■ Your goal
Your output should be the complete listing, repeated exactly.

■ Record extracts
§ §
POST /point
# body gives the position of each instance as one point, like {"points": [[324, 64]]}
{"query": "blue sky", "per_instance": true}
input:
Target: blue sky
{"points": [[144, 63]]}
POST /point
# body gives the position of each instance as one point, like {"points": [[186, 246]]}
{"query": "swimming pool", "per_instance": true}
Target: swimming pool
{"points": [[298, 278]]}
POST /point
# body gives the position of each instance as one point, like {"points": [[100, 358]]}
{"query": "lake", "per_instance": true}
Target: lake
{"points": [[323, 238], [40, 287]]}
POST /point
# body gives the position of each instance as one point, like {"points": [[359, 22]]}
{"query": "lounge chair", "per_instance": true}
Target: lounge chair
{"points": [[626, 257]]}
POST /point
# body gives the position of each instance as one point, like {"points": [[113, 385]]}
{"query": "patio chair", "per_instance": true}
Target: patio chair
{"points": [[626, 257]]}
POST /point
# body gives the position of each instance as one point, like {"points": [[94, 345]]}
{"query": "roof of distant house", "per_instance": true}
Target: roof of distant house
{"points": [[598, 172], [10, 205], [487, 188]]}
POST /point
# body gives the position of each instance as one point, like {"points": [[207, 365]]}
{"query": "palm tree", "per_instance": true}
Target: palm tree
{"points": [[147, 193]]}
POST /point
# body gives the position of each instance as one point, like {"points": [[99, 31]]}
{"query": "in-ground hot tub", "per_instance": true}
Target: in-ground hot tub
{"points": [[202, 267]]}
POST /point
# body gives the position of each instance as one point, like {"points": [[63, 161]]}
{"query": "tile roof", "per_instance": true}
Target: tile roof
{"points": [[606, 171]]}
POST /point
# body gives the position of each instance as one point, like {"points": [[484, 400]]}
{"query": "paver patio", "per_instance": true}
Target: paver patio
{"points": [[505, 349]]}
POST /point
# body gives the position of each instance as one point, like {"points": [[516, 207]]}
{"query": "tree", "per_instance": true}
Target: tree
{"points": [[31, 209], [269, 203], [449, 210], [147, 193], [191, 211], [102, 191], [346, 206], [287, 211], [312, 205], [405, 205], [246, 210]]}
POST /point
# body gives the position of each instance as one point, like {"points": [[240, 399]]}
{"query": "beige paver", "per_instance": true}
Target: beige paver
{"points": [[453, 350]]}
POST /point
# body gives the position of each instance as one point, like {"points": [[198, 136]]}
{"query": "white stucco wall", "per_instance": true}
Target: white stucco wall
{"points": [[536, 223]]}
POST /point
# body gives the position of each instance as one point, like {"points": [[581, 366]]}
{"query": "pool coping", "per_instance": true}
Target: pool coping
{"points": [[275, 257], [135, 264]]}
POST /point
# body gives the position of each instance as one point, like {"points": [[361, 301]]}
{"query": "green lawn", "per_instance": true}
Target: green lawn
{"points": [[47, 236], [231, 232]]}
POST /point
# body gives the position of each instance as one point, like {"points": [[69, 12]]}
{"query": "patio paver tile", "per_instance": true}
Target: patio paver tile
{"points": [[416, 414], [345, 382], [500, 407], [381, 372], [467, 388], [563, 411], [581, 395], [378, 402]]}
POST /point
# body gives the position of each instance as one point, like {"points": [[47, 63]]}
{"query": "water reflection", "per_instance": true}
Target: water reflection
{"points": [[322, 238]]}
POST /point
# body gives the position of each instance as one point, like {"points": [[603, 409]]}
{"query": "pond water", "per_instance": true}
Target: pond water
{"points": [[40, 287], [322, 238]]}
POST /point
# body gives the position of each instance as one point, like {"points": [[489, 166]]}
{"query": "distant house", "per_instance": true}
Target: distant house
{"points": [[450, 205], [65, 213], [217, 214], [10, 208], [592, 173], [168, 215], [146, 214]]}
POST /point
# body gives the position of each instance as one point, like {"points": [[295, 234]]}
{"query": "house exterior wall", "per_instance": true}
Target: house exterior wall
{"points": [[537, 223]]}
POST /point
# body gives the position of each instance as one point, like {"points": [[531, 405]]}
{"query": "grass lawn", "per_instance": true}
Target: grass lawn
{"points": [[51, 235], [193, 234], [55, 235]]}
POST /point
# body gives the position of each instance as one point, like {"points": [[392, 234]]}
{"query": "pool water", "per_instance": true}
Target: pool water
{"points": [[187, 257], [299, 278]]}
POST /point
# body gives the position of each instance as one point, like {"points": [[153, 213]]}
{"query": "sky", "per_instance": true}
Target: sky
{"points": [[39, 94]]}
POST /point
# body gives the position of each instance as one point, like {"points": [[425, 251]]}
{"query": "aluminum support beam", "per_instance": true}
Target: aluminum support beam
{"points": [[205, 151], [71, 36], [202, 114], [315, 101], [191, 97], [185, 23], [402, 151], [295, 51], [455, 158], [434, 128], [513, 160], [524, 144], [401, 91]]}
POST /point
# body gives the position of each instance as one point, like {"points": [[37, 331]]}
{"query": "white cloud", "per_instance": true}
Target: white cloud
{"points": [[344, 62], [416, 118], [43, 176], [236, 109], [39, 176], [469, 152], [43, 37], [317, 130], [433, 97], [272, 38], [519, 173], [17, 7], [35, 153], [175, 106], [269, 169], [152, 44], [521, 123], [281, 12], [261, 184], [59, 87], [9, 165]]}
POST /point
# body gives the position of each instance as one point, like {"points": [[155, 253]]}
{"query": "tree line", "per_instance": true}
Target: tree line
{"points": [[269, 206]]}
§ §
■ Answer section
POST /point
# body gives the position of each instance as one point, like {"points": [[324, 64]]}
{"query": "blue sky", "per_instance": true}
input:
Target: blue sky
{"points": [[144, 63]]}
POST /point
# body gives the position of each instance as one point, like {"points": [[186, 246]]}
{"query": "swimming pool", "per_instance": true}
Target: swimming pool
{"points": [[298, 278]]}
POST /point
# body gives the position of each instance as one point, like {"points": [[100, 358]]}
{"query": "lake", "per_instance": true}
Target: lake
{"points": [[323, 238], [40, 287]]}
POST /point
# body gives the position of each instance as one point, like {"points": [[359, 22]]}
{"query": "lounge chair", "per_instance": true}
Target: lounge chair
{"points": [[626, 257]]}
POST /point
# body gives the position of each instance as one point, like {"points": [[113, 385]]}
{"query": "patio chair", "per_instance": true}
Target: patio chair
{"points": [[626, 257]]}
POST /point
# body gives the position of each instance as one point, like {"points": [[94, 345]]}
{"query": "roof of distant house", "per_instance": true}
Target: roof of distant house
{"points": [[598, 172], [10, 205], [487, 188]]}
POST /point
# body gives the position of each instance as one point, like {"points": [[207, 365]]}
{"query": "palm tree", "per_instance": true}
Target: palm tree
{"points": [[147, 193]]}
POST /point
# body gives the position of each instance as one point, like {"points": [[99, 31]]}
{"query": "in-ground hot tub", "per_instance": true}
Target: in-ground hot tub
{"points": [[202, 267]]}
POST /point
# body gives the position of each instance as one point, like {"points": [[63, 161]]}
{"query": "tile roof", "per_instance": true}
Target: tile roof
{"points": [[606, 171]]}
POST /point
# body gives the position of each instance as one point, like {"points": [[484, 400]]}
{"query": "paver patio", "per_instance": true}
Target: paver patio
{"points": [[505, 349]]}
POST /point
# body gives the position of each instance as one point, like {"points": [[516, 207]]}
{"query": "tree", "per_instance": true}
Target: tree
{"points": [[31, 209], [269, 203], [449, 210], [147, 193], [191, 211], [102, 191], [346, 206], [287, 211], [312, 205], [405, 205], [246, 210]]}
POST /point
# body gives the position of each instance as one point, like {"points": [[240, 399]]}
{"query": "beige paver", "per_instance": true}
Target: beige paver
{"points": [[453, 350]]}
POST /point
# body gives the position of each instance as one point, like {"points": [[198, 136]]}
{"query": "white stucco wall", "per_instance": true}
Target: white stucco wall
{"points": [[536, 223]]}
POST /point
# body gives the position of each instance as one point, like {"points": [[581, 366]]}
{"query": "pool coping", "per_instance": true}
Target: pool coping
{"points": [[275, 257], [135, 264]]}
POST /point
# body gives the position of each instance as one point, like {"points": [[361, 301]]}
{"query": "green lawn", "per_instance": true}
Target: green lawn
{"points": [[47, 236], [231, 232]]}
POST /point
# body gives the position of each instance as one point, like {"points": [[69, 12]]}
{"query": "patio paver tile", "per_instance": true}
Target: patio paver tile
{"points": [[416, 414], [345, 382], [500, 407], [381, 372], [467, 388], [563, 411], [581, 395], [378, 402]]}
POST /point
# body gives the position of each instance as one point, like {"points": [[47, 63]]}
{"query": "water reflection", "per_instance": true}
Target: water reflection
{"points": [[322, 238]]}
POST /point
# body gives the position of each instance as one point, like {"points": [[603, 409]]}
{"query": "pond water", "per_instance": true}
Target: pond water
{"points": [[40, 287], [322, 238]]}
POST /point
# body gives the position of each instance as one point, like {"points": [[489, 166]]}
{"query": "distant house", "per_instance": true}
Target: distant house
{"points": [[450, 205], [65, 213], [217, 214], [10, 208], [592, 173], [168, 215], [146, 214]]}
POST /point
# body gives the position of each instance as one point, like {"points": [[295, 234]]}
{"query": "house exterior wall", "per_instance": true}
Target: house exterior wall
{"points": [[537, 223]]}
POST /point
# body gives the position of each instance as one point, like {"points": [[531, 405]]}
{"query": "grass lawn", "per_instance": true}
Target: grass lawn
{"points": [[51, 235], [193, 234], [55, 235]]}
POST /point
# body gives the position of each instance as one point, like {"points": [[392, 234]]}
{"query": "pool water", "per_instance": true}
Target: pool water
{"points": [[187, 257], [299, 278]]}
POST /point
# body gives the position of each instance as one point, like {"points": [[153, 213]]}
{"query": "sky", "per_instance": true}
Target: sky
{"points": [[39, 94]]}
POST /point
# body gives the position of each instance as one point, like {"points": [[425, 251]]}
{"query": "aluminum support beam", "per_instance": true}
Target: aluminum support beam
{"points": [[205, 151], [71, 36], [202, 114], [315, 101], [191, 97], [185, 23], [402, 151], [295, 51], [455, 158], [434, 128], [513, 160], [524, 144], [401, 91]]}
POST /point
# body gives the position of each instance as one point, like {"points": [[37, 331]]}
{"query": "white cloud", "per_instance": true}
Target: white cloud
{"points": [[344, 62], [416, 118], [43, 176], [236, 109], [39, 176], [469, 152], [43, 37], [317, 130], [433, 97], [272, 38], [519, 173], [17, 7], [35, 153], [175, 106], [269, 169], [152, 44], [521, 123], [281, 12], [261, 184], [59, 87], [9, 165]]}
POST /point
# body gives the position of each instance as one point, like {"points": [[155, 253]]}
{"query": "tree line", "per_instance": true}
Target: tree line
{"points": [[269, 206]]}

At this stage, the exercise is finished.